Given task ▸ Begin at the line that contains "mark: the dark wood" and repeat every line from there to the end of the records below, inclusive, without adding any other line.

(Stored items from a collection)
<<<<

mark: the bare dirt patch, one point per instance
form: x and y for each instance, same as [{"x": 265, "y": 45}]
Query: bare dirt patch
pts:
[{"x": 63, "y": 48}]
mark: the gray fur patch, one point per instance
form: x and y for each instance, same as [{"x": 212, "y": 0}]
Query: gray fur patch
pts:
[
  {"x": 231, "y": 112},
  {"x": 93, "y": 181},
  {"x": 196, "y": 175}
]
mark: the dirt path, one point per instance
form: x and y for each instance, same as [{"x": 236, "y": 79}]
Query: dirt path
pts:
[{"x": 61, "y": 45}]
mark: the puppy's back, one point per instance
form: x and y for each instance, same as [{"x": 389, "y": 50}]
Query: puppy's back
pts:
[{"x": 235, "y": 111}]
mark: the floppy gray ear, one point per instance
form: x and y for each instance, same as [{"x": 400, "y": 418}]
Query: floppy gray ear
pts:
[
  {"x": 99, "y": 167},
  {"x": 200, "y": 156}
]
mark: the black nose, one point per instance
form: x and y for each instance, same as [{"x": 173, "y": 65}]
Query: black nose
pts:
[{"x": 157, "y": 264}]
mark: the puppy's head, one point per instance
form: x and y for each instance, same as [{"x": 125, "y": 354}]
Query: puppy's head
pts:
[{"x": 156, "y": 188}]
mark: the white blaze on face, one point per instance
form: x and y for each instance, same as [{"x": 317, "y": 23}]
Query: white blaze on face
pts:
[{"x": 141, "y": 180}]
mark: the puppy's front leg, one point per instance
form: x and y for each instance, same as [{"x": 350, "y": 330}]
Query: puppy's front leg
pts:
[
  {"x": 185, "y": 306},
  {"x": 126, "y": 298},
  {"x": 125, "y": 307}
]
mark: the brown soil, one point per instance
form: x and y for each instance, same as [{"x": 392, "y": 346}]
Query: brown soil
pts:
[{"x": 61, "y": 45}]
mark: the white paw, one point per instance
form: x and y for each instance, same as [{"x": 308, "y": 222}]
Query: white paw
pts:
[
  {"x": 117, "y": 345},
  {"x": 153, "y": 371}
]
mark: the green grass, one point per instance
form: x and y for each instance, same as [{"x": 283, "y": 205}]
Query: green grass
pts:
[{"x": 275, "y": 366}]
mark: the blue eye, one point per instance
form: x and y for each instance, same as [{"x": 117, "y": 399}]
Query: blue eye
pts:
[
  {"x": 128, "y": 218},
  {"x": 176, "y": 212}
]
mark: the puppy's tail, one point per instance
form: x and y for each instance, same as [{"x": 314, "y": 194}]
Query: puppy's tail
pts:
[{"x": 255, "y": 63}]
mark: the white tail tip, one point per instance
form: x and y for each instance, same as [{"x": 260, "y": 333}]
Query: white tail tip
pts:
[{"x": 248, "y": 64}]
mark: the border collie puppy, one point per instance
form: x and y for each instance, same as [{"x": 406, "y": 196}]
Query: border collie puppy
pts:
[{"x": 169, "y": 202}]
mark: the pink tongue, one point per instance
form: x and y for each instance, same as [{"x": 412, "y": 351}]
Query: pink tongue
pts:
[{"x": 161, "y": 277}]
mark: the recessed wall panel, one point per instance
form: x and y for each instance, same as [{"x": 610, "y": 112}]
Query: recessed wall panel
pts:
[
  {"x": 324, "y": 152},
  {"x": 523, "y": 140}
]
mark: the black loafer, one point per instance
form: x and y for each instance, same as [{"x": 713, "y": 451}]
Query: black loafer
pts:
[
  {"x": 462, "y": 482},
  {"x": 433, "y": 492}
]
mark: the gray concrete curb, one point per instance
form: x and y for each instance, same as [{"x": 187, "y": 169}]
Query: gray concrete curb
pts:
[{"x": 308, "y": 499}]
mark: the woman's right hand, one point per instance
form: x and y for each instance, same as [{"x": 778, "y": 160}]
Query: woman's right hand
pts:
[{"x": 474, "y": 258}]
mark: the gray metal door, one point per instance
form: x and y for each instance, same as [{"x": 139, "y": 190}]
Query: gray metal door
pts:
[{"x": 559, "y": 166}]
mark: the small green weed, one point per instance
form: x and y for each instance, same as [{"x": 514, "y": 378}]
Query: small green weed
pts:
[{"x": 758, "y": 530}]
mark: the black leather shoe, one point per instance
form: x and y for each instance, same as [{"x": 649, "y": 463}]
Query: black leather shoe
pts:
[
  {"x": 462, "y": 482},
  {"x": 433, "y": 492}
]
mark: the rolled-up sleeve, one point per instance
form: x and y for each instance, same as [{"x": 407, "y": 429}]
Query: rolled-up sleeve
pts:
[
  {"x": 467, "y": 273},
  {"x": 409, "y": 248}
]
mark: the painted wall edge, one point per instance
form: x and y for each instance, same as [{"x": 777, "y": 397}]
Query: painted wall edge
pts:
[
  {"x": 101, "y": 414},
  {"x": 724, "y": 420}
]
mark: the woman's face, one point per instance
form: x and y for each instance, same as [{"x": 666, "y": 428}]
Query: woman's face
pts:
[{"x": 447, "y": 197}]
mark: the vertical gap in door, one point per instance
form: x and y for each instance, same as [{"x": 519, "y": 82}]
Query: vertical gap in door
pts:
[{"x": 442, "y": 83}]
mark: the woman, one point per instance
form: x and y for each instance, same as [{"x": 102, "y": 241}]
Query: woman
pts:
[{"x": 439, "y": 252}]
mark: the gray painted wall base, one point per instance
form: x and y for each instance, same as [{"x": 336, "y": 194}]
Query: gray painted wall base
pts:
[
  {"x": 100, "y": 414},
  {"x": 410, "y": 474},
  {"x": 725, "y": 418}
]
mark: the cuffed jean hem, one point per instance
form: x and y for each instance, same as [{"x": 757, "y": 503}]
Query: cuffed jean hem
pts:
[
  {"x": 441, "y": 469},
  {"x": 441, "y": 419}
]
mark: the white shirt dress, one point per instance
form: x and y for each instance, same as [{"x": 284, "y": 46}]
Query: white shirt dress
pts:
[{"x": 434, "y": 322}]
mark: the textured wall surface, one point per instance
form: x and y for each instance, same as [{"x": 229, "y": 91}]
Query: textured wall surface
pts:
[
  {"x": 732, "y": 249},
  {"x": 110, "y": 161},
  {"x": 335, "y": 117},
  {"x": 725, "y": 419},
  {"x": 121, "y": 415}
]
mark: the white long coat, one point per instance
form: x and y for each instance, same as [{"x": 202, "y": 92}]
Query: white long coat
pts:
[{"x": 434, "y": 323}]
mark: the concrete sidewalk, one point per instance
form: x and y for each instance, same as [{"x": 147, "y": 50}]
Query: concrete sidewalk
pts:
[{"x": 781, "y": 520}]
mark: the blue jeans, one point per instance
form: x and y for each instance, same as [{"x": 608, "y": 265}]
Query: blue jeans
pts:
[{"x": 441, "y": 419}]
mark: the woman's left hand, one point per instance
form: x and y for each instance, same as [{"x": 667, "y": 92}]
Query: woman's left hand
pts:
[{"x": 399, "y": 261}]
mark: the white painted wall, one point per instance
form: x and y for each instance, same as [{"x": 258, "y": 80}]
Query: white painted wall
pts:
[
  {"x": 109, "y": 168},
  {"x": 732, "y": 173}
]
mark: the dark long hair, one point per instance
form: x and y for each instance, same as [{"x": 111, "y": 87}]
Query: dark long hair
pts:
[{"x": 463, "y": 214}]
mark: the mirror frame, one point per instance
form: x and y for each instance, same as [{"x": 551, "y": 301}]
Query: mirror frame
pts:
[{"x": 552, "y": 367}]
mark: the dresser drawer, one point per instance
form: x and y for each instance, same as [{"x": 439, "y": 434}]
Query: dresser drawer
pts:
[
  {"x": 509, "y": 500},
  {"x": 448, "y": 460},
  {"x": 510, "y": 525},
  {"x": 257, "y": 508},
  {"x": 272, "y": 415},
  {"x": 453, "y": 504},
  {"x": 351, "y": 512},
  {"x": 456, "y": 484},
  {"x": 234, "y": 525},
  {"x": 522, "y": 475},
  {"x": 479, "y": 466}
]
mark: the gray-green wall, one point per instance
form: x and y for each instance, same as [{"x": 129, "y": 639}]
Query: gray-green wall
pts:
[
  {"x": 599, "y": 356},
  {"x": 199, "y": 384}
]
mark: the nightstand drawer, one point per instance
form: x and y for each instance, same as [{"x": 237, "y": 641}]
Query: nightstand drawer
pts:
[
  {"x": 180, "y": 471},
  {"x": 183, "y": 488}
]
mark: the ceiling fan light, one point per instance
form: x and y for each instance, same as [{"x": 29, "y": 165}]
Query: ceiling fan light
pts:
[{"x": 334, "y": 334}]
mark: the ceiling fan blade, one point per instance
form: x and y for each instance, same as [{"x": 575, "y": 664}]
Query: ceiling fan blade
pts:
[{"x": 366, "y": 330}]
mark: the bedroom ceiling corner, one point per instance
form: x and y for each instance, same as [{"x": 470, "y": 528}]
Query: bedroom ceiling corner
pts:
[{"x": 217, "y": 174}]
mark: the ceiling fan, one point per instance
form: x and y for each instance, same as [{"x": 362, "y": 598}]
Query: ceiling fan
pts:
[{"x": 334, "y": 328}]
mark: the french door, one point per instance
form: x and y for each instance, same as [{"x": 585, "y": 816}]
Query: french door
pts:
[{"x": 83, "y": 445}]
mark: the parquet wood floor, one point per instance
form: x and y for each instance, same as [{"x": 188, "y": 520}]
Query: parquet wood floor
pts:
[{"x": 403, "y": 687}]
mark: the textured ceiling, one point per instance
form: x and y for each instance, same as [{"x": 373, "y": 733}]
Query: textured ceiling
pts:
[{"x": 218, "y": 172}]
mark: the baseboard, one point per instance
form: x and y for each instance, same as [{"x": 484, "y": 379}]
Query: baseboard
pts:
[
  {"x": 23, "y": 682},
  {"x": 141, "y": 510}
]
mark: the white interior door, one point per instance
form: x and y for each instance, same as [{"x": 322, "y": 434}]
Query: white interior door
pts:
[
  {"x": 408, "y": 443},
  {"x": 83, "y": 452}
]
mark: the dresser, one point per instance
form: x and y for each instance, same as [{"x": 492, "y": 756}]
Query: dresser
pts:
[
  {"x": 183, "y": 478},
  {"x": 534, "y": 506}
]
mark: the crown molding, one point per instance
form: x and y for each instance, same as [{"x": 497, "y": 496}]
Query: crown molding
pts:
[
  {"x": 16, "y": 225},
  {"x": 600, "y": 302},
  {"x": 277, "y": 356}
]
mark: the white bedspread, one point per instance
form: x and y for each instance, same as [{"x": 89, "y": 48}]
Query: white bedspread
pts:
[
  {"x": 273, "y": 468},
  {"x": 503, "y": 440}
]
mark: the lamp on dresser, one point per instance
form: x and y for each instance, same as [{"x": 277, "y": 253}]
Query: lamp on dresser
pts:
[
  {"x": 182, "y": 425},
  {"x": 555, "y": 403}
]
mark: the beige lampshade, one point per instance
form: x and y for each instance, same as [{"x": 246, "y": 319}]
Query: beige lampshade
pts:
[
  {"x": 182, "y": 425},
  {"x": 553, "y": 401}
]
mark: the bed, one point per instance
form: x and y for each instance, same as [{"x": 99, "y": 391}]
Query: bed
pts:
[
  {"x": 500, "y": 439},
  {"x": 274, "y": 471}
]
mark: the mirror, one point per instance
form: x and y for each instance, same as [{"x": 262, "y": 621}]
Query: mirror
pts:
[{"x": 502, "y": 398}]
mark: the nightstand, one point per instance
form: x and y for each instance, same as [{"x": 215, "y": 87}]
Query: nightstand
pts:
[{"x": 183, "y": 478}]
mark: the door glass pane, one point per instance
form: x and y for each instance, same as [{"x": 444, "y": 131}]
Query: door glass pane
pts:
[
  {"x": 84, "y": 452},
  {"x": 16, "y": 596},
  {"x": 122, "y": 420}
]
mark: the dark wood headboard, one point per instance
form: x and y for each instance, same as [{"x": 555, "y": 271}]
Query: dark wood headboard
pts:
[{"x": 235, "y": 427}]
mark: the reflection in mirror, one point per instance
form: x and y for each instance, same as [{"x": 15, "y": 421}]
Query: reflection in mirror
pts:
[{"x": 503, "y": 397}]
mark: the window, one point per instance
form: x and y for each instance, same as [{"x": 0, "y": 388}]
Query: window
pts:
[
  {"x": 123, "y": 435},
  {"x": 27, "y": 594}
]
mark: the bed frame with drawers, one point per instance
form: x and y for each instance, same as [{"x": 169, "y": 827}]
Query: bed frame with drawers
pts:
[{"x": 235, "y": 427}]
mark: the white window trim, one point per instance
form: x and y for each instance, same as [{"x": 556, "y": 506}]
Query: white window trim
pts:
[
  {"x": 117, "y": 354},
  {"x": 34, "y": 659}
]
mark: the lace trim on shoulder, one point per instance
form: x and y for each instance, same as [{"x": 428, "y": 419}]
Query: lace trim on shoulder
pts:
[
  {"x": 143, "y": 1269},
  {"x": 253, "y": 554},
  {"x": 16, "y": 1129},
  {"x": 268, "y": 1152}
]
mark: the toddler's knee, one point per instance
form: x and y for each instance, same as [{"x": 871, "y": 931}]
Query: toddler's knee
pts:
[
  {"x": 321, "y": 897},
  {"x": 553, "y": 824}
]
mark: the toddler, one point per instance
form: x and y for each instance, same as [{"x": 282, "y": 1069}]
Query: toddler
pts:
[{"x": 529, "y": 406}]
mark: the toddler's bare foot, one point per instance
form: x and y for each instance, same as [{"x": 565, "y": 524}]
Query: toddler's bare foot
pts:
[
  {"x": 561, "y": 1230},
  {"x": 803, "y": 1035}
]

>>>>

In response ▸
mark: the dark wood headboard, one point per instance
form: x and y for each instance, same as [{"x": 555, "y": 271}]
Query: dark wood headboard
pts:
[{"x": 235, "y": 427}]
mark: the reflection in mirror, one point per instance
form: x and y for each instance, same as [{"x": 15, "y": 421}]
Query: reflection in mirror
pts:
[{"x": 503, "y": 397}]
mark: the window, one point per instance
form: x and y for each instance, same as [{"x": 0, "y": 388}]
Query: window
pts:
[
  {"x": 123, "y": 435},
  {"x": 27, "y": 594}
]
mark: the bed frame with drawers, one point per instance
form: x and y for each instance, same as [{"x": 169, "y": 827}]
Query: bed frame with drawers
pts:
[{"x": 235, "y": 427}]
mark: the white window trim, one point per instance
form: x and y for each instance, same as [{"x": 556, "y": 506}]
Query: white window trim
pts:
[
  {"x": 117, "y": 354},
  {"x": 34, "y": 659}
]
mark: the lace trim on shoulder, one point per instance
form: x and y for each instance, same as [{"x": 428, "y": 419}]
Query: lace trim on shoulder
pts:
[
  {"x": 143, "y": 1269},
  {"x": 253, "y": 554},
  {"x": 16, "y": 1129},
  {"x": 268, "y": 1152}
]
mark: the toddler's knee, one point per instance
form: x and y for each instance, same as [{"x": 871, "y": 931}]
Query: toddler's knee
pts:
[
  {"x": 321, "y": 897},
  {"x": 553, "y": 824}
]
mark: the toddler, one point per instance
form: x and y for each instance, same as [{"x": 282, "y": 1069}]
Query: toddler
pts:
[{"x": 529, "y": 406}]
mark: the toddler's bare foot, one point per instance
form: x and y for each instance, same as [{"x": 565, "y": 524}]
Query: toddler's bare foot
pts:
[
  {"x": 561, "y": 1230},
  {"x": 803, "y": 1035}
]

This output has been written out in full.